### Exercise 1
According to the article on NVIDIA's copyright lawsuit, where was the class action lawsuit filed?
### Exercise 2
Write the next part of the article on NVIDIA's copyright lawsuit, starting after its final sentence.

====== Source text ======

Summarize

NVIDIA faces lawsuit for using copyrighted books for training AI

By Pratyaksh Srivastava

Mar 11, 2024

10:12 am

What's the story

NVIDIA is dealing with a lawsuit from three authors who claim that the chip-manufacturing giant used their copyrighted books to train its NeMo AI platform. Brian Keene, Abdi Nazemian, and Stewart O'Nan say their works were part of a dataset of nearly 196,640 books that trained NeMo to mimic everyday written language. The dataset was removed in October last year due to alleged infringement. The authors have demanded compensation for the wrongdoing.

Compensation sought

Authors seek damages for infringement

A class action lawsuit has ben filed in a San Francisco court. The authors believe that NVIDIA's removal of dataset shows the company's 'admitted' infringement of their copyrights by using their works to train NeMo. They're seeking unspecified damages for individuals whose copyrighted works were used to train NeMo's large language models in the past three years. The lawsuit covers literary works such as Keene's Ghost Walk; Nazemian's Like a Love Story; and O'Nan's Last Night at the Lobster.

====== Dataset extract ======

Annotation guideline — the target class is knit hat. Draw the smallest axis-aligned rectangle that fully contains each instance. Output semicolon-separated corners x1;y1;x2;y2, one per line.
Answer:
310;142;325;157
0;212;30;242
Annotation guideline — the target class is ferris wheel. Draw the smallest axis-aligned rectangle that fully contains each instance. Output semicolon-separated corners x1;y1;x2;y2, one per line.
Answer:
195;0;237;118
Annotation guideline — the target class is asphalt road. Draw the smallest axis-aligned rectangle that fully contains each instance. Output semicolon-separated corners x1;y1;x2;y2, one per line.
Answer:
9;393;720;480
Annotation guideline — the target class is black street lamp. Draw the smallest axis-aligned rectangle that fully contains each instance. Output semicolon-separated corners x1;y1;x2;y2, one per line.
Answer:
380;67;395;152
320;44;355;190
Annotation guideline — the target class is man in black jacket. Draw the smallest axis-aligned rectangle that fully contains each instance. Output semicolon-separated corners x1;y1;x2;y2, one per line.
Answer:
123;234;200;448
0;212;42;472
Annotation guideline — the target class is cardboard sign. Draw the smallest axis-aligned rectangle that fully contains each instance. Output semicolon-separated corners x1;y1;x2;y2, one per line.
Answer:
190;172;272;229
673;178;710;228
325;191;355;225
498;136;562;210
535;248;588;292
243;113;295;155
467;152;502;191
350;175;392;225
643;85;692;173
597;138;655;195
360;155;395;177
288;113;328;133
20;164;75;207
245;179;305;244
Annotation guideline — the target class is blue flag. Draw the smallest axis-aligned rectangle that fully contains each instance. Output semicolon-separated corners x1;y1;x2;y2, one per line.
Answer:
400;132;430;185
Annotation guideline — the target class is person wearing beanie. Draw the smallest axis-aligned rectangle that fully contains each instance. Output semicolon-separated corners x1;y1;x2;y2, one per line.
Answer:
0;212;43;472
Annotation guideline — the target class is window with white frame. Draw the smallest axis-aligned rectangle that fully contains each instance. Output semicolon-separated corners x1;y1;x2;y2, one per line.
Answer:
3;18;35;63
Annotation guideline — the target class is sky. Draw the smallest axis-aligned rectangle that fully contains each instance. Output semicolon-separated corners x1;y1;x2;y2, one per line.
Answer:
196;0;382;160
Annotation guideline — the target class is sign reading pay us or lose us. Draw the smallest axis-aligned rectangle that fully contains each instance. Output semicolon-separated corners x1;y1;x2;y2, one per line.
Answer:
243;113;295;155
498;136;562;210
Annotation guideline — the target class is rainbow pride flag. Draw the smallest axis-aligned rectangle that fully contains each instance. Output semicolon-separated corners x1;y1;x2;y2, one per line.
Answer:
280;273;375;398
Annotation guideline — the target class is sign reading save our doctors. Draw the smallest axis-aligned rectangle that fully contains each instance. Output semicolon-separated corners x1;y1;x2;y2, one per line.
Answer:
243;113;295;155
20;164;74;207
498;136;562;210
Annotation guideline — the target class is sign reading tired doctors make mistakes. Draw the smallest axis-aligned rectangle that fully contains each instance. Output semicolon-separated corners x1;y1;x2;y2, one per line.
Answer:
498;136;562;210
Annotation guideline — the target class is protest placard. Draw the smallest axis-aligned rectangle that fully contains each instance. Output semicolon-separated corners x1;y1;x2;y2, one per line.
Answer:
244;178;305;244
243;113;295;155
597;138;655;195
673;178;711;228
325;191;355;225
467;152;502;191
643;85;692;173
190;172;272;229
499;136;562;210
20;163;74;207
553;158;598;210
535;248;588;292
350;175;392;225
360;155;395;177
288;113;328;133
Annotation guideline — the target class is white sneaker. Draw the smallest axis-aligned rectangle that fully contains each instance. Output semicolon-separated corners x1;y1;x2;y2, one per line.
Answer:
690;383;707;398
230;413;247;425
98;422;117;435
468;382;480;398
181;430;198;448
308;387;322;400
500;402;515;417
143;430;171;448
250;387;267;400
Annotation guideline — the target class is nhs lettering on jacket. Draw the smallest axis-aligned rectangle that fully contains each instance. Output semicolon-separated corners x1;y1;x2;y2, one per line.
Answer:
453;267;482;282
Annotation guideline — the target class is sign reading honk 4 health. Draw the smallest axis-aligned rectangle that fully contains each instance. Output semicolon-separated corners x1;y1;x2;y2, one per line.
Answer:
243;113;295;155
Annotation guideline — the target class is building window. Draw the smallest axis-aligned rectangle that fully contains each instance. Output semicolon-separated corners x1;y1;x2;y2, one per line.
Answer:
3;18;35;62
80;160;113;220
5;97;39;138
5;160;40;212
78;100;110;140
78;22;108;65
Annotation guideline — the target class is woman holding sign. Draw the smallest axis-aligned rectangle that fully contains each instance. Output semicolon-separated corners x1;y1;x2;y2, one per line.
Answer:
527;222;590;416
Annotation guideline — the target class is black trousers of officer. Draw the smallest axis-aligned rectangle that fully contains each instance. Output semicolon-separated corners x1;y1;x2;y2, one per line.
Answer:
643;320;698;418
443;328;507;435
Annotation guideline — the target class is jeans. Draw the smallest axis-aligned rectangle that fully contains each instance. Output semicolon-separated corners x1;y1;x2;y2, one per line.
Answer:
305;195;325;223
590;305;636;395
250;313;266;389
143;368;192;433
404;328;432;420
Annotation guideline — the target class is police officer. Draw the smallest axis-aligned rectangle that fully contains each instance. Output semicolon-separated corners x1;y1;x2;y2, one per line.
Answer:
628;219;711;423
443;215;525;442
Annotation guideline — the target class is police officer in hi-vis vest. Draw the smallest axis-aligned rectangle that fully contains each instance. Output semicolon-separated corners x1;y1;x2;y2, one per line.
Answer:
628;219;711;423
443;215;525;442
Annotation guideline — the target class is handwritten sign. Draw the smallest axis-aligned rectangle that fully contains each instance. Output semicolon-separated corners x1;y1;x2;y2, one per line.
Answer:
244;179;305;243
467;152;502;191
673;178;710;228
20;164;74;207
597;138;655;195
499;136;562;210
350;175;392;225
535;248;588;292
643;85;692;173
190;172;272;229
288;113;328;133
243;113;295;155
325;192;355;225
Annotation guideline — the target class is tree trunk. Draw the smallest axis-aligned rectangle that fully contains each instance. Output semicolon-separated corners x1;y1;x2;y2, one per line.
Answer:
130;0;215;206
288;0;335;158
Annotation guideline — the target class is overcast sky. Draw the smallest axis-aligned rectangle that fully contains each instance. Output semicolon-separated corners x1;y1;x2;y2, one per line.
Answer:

======

### Answer space 1
In a San Francisco court.

### Answer space 2
Larger issue

Growing litigation over generative AI

This legal battle puts NVIDIA in the growing list of lawsuits involving writers and companies like The New York Times over generative AI, which produces new content based on inputs like text, images, and sounds. NVIDIA markets NeMo as a quick and affordable way to adopt generative AI. Other companies sued over this technology include OpenAI, the creator of the AI platform ChatGPT, and its partner Microsoft.

Tapping online traffic

NYT claims diversion of web traffic by AI bots

The New York Times argues that not only ChatGPT and Microsoft's Copilot infringe on its work but also compete for online readership of its content. The publication has complained that revenues from online readership are a vital source of revenue which is utilized for practising journalism. NYT has also cited cases when misinformation was wrongly attributed to it in the past.

Legal angle

The legal loophole for generative AI

The AI industry has been arguing that usage of digital content available on free internet is legally sanctioned by the doctrine of US copyright laws. The laws allow limited usage of copyright content for activities like research or teaching. However, publications are of the opinion that the usage of copyrighted content for training AI bots is not a fair practise as it endangers their sources of revenue and long term sustainability.